ABOUT THIS TASK:
Copy out, from the entries below, each line holding the string "field".

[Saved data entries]
┄┄┄┄┄┄

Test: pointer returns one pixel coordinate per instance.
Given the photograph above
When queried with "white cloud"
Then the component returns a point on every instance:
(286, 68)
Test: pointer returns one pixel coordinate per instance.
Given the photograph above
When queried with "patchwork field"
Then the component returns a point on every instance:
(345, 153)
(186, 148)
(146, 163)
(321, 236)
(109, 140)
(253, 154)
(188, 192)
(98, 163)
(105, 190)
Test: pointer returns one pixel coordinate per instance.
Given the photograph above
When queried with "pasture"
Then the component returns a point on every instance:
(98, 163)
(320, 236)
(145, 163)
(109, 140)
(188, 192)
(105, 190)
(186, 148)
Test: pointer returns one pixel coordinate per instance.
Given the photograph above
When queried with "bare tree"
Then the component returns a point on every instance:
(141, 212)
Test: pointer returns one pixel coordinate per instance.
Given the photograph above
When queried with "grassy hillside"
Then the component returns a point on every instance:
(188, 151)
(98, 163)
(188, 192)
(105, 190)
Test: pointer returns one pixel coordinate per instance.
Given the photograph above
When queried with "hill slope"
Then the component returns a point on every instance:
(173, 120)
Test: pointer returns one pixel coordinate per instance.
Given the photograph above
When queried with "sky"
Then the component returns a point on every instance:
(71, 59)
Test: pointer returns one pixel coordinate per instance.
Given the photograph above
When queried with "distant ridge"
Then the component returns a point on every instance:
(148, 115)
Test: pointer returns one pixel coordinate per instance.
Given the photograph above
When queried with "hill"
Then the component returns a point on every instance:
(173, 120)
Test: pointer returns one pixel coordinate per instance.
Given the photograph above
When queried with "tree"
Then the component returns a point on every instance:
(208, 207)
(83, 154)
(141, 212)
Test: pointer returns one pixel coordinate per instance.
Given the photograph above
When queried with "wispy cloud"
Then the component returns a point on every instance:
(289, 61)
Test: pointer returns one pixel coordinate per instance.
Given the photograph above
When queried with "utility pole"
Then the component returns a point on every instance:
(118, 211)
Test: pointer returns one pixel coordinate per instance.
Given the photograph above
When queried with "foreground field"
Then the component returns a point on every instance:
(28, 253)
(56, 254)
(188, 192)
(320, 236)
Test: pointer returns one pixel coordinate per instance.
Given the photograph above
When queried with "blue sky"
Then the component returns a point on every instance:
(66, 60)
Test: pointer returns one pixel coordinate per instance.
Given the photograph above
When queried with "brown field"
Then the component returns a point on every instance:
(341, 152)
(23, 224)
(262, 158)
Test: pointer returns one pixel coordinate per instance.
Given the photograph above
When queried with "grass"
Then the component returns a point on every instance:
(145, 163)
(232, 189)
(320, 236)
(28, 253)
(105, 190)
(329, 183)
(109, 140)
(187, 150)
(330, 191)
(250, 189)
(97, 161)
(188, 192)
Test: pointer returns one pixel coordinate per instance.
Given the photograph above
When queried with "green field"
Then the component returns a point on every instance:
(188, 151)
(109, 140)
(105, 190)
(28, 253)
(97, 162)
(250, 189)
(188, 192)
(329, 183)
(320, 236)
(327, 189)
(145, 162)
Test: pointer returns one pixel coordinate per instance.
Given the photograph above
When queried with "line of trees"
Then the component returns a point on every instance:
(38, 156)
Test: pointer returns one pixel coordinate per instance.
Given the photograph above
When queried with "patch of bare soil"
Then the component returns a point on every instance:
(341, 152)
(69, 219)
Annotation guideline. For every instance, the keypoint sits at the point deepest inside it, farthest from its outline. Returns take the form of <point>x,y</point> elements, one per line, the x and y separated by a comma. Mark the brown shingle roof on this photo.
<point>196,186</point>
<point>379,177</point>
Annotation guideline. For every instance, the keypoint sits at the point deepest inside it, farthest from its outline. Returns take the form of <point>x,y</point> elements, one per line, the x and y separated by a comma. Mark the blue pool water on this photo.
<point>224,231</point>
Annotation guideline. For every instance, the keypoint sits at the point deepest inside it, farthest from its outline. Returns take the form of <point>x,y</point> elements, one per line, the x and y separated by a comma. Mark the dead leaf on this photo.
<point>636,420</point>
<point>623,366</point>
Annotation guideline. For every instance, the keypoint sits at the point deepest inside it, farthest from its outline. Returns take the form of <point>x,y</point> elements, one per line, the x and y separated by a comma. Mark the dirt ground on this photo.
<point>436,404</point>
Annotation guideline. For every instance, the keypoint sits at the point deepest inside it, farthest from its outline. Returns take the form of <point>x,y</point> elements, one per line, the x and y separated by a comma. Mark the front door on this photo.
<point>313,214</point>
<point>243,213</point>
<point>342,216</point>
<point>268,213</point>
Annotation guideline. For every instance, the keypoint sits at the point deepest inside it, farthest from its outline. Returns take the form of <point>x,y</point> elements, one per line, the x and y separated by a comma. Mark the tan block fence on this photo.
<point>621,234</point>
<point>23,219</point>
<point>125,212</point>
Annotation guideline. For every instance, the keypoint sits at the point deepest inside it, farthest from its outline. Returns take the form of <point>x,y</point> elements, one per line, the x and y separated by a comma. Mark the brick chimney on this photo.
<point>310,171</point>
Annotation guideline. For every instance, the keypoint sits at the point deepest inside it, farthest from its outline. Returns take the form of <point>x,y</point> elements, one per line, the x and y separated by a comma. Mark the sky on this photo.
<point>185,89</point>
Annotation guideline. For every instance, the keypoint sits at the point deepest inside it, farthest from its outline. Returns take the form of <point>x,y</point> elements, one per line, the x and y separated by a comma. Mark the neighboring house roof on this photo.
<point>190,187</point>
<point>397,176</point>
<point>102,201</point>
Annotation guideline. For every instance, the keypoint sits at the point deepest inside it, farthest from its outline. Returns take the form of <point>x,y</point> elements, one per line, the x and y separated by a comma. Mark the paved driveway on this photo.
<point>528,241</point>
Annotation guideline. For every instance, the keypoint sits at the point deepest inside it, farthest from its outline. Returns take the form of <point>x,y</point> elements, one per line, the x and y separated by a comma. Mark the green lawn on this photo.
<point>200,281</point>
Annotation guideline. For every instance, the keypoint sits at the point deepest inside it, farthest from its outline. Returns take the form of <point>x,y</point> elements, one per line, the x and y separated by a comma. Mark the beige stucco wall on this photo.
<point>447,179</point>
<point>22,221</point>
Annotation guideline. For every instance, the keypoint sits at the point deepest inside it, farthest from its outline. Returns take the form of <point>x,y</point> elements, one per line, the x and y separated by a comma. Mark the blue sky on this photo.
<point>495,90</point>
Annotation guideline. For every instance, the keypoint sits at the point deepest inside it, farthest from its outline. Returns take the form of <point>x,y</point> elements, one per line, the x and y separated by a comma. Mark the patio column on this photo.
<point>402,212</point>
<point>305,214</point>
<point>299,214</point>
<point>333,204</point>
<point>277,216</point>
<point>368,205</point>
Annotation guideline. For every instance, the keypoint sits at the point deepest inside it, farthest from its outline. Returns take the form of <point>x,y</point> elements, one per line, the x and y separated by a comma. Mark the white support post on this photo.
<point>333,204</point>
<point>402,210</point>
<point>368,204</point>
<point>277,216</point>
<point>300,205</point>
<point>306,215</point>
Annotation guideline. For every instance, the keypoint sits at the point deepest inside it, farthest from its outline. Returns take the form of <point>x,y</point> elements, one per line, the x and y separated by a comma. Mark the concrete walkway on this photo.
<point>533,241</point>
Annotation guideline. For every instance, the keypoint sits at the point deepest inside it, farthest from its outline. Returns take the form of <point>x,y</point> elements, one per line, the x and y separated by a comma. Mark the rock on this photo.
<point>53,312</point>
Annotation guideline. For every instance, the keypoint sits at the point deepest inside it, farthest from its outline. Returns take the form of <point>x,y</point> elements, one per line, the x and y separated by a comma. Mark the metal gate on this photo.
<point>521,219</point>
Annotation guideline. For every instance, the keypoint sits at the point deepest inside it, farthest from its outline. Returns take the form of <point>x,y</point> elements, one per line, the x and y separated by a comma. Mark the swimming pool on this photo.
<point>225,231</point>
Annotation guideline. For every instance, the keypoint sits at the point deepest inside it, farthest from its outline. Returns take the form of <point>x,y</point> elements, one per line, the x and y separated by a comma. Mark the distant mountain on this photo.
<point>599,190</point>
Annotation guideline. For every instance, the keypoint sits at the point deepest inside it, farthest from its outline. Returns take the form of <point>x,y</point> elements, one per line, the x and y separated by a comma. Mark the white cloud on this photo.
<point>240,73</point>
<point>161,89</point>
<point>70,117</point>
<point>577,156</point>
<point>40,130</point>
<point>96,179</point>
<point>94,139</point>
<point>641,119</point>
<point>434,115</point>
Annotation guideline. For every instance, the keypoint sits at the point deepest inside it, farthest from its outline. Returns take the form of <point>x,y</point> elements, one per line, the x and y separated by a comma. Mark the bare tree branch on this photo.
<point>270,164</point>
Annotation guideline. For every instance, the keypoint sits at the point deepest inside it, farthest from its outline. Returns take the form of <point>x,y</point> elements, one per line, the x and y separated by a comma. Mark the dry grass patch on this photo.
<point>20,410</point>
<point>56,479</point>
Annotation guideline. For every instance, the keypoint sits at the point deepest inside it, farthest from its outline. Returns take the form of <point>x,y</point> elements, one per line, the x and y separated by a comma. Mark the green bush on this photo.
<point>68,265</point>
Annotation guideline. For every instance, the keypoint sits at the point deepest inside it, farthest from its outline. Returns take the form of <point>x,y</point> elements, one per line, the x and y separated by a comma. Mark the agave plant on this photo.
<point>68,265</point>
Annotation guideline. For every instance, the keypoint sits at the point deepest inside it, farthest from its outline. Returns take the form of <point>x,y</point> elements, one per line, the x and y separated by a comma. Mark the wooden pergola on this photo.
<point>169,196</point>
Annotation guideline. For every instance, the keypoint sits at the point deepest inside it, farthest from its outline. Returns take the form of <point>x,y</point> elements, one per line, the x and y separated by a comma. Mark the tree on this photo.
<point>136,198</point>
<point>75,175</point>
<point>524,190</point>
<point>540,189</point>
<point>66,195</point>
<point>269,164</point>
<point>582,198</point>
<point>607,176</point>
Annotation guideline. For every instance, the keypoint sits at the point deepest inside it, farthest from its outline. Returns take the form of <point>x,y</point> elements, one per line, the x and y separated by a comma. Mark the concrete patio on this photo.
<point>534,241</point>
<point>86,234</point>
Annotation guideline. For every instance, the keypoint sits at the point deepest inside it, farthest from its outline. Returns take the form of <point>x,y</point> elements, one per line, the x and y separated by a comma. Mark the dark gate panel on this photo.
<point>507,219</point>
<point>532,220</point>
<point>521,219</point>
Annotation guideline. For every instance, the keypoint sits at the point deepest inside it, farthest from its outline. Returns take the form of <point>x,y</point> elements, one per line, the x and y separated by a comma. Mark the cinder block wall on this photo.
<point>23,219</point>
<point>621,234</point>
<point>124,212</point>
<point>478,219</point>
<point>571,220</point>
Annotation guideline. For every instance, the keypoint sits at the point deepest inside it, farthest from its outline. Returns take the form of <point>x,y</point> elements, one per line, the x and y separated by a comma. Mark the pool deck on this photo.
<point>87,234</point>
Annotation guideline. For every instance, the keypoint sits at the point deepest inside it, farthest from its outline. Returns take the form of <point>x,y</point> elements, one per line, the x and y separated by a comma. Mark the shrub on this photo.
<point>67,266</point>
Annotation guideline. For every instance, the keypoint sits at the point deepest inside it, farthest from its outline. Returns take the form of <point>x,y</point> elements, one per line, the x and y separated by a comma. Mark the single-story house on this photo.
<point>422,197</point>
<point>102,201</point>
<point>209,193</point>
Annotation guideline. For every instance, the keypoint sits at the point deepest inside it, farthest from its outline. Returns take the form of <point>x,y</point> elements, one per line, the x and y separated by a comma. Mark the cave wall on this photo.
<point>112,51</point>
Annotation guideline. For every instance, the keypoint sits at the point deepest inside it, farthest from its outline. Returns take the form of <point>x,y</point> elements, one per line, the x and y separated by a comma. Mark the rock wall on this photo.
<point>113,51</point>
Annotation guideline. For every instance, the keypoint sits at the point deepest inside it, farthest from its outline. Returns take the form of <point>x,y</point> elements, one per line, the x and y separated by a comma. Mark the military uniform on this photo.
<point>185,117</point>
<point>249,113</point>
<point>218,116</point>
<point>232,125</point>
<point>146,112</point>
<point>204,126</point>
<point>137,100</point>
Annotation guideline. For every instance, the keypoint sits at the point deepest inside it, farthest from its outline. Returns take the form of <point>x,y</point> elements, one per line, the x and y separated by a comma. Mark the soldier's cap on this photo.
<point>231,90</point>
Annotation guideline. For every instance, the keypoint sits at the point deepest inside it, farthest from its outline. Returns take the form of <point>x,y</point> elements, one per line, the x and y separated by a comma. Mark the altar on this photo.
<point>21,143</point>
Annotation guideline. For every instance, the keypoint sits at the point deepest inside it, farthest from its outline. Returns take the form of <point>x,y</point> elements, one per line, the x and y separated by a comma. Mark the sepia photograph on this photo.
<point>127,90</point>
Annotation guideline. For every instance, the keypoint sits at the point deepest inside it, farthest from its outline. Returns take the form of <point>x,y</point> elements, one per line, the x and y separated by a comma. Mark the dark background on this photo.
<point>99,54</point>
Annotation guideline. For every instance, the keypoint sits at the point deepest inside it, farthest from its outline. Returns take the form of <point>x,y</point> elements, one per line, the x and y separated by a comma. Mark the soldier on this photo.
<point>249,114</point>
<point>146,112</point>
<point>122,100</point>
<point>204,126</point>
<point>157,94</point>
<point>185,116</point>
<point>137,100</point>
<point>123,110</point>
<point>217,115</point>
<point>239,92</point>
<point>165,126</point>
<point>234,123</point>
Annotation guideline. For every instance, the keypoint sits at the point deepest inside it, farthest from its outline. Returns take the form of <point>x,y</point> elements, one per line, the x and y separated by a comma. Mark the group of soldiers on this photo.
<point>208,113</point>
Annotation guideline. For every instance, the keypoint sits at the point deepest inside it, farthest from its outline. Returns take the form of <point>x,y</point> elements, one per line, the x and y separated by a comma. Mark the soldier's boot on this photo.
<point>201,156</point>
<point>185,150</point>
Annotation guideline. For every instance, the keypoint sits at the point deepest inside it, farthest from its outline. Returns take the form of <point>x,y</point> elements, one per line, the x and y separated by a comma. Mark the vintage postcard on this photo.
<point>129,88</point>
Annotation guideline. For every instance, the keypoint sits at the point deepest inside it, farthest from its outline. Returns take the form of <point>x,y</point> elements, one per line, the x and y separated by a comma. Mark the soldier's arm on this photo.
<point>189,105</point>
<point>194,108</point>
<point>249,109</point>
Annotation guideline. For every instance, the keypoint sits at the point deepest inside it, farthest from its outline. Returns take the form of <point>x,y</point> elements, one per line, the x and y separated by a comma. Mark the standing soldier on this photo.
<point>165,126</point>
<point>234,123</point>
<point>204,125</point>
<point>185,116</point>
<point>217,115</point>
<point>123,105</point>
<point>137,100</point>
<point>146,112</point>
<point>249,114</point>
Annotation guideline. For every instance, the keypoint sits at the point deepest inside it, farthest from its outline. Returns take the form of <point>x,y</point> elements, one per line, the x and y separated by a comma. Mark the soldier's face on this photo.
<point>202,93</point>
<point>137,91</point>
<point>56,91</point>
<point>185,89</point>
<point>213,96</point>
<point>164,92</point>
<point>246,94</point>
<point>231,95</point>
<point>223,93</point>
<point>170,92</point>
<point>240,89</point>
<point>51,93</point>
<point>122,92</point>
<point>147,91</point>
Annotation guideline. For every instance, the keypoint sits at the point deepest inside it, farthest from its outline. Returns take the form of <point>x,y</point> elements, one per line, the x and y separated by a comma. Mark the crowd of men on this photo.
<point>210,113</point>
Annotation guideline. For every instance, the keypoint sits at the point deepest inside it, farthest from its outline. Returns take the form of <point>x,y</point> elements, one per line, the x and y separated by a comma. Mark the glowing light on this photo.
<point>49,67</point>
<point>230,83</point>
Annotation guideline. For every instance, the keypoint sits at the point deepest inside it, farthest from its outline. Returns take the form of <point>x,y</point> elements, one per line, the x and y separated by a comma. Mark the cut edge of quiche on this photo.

┄┄┄┄┄┄

COMPLETED TASK:
When queried with "patchwork field"
When queried with "foreground field"
When queried with "brown field"
When queried with "green field"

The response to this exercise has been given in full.